◆ WORK REQUIRED ◆
Copy the full listing, changing nothing.

◆ DATASET ◆
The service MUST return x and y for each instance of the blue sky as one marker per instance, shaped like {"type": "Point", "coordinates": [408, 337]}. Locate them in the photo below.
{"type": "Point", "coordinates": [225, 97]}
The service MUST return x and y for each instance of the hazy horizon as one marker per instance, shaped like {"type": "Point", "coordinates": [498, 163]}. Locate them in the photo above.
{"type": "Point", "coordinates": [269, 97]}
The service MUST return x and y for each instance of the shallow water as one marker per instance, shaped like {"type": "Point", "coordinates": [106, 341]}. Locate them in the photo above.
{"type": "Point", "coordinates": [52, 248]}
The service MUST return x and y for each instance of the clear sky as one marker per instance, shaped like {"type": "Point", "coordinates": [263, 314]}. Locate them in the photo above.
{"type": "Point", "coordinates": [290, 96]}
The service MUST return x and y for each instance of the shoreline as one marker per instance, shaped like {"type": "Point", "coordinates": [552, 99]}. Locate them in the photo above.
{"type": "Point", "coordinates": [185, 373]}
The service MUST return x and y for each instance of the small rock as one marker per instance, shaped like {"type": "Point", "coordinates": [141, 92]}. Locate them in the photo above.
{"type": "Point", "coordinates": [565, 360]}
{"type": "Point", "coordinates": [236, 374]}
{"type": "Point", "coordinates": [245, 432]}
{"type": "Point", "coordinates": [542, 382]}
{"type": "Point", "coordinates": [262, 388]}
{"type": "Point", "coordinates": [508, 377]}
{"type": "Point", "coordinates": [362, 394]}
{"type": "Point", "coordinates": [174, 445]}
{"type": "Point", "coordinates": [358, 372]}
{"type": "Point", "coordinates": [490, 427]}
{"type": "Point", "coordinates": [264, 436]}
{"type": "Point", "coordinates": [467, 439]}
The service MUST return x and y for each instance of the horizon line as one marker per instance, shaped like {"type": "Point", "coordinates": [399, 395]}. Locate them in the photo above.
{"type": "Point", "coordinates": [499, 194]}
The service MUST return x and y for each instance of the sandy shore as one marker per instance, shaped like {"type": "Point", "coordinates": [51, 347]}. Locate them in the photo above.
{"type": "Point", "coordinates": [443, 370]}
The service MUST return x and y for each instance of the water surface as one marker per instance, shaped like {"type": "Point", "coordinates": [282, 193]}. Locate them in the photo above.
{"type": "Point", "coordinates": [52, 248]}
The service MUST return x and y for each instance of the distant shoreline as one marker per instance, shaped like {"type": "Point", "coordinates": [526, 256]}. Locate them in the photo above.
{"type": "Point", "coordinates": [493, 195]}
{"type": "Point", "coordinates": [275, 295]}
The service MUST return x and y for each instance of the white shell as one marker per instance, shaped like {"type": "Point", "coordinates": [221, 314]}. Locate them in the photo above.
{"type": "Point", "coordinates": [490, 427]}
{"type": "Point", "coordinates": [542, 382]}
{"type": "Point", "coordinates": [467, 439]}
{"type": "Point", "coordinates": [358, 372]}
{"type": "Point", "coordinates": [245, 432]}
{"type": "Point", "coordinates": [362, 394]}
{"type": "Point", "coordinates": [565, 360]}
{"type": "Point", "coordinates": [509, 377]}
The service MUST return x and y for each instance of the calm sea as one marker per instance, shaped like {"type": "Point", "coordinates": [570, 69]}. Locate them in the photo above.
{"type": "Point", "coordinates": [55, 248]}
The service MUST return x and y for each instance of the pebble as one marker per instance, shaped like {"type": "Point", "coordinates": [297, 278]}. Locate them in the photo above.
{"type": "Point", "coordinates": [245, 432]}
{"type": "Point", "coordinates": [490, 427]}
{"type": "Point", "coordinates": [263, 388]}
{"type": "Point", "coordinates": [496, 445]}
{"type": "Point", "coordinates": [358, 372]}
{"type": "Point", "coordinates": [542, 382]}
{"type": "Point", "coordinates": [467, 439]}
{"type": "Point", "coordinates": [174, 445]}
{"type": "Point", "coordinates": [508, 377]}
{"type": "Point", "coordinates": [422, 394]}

◆ OUTPUT FOR THIS TASK ◆
The service MUST return x and y for each instance of the blue sky as one marker per instance, shaped like {"type": "Point", "coordinates": [408, 337]}. Locate them in the photo below.
{"type": "Point", "coordinates": [225, 97]}
The service MUST return x and y for each instance of the hazy horizon as one marker per instance, shaped like {"type": "Point", "coordinates": [498, 163]}. Locate them in the photo above.
{"type": "Point", "coordinates": [269, 97]}
The service MUST return x and y for each instance of the shallow water as one marker per instance, shaped like {"type": "Point", "coordinates": [106, 341]}. Locate them in the photo above.
{"type": "Point", "coordinates": [52, 248]}
The service MUST return x and y for each instance of the clear sky as one marker per instance, shaped like {"type": "Point", "coordinates": [263, 314]}. Locate them in the photo above.
{"type": "Point", "coordinates": [290, 96]}
The service MUST return x and y for each instance of the shoreline as one marker per instance, shaped like {"type": "Point", "coordinates": [552, 99]}. Locate them in the photo above.
{"type": "Point", "coordinates": [185, 373]}
The service MUST return x and y for each instance of the small rock as one marker per instance, shaped like {"type": "Point", "coordinates": [141, 92]}. Locate them in the photo above.
{"type": "Point", "coordinates": [565, 360]}
{"type": "Point", "coordinates": [236, 374]}
{"type": "Point", "coordinates": [245, 432]}
{"type": "Point", "coordinates": [542, 382]}
{"type": "Point", "coordinates": [262, 388]}
{"type": "Point", "coordinates": [508, 377]}
{"type": "Point", "coordinates": [362, 394]}
{"type": "Point", "coordinates": [174, 445]}
{"type": "Point", "coordinates": [358, 372]}
{"type": "Point", "coordinates": [490, 427]}
{"type": "Point", "coordinates": [264, 436]}
{"type": "Point", "coordinates": [467, 439]}
The service MUST return x and y for each instance of the horizon line as one marker per instance, shaped like {"type": "Point", "coordinates": [399, 395]}. Locate them in the photo above.
{"type": "Point", "coordinates": [499, 194]}
The service MUST return x and y for each instance of the sandy shore as one marker per instance, shaped like {"type": "Point", "coordinates": [51, 347]}. Locate them in the photo above.
{"type": "Point", "coordinates": [443, 370]}
The service MUST return x and y for each instance of the water surface as one marker per instance, shaped like {"type": "Point", "coordinates": [282, 193]}. Locate them in the photo above.
{"type": "Point", "coordinates": [52, 248]}
The service MUST return x and y for each instance of the distant shoreline as one marker per instance, shaped like {"type": "Point", "coordinates": [526, 256]}. Locate them in the photo above.
{"type": "Point", "coordinates": [493, 195]}
{"type": "Point", "coordinates": [275, 295]}
The service MUST return x and y for each instance of the white shell as one marker per instance, shaped like {"type": "Point", "coordinates": [221, 314]}. Locate them in the photo above.
{"type": "Point", "coordinates": [490, 427]}
{"type": "Point", "coordinates": [542, 382]}
{"type": "Point", "coordinates": [467, 439]}
{"type": "Point", "coordinates": [358, 372]}
{"type": "Point", "coordinates": [245, 432]}
{"type": "Point", "coordinates": [362, 394]}
{"type": "Point", "coordinates": [565, 360]}
{"type": "Point", "coordinates": [509, 377]}
The service MUST return x and y for each instance of the calm sea as one marker per instance, shaped like {"type": "Point", "coordinates": [570, 69]}. Locate them in the photo above.
{"type": "Point", "coordinates": [55, 248]}
The service MUST return x and y for each instance of the pebble as one marker per instance, shaped like {"type": "Point", "coordinates": [297, 278]}. Locate them in the photo above.
{"type": "Point", "coordinates": [245, 432]}
{"type": "Point", "coordinates": [490, 427]}
{"type": "Point", "coordinates": [263, 388]}
{"type": "Point", "coordinates": [496, 445]}
{"type": "Point", "coordinates": [358, 372]}
{"type": "Point", "coordinates": [542, 382]}
{"type": "Point", "coordinates": [467, 439]}
{"type": "Point", "coordinates": [174, 445]}
{"type": "Point", "coordinates": [508, 377]}
{"type": "Point", "coordinates": [422, 394]}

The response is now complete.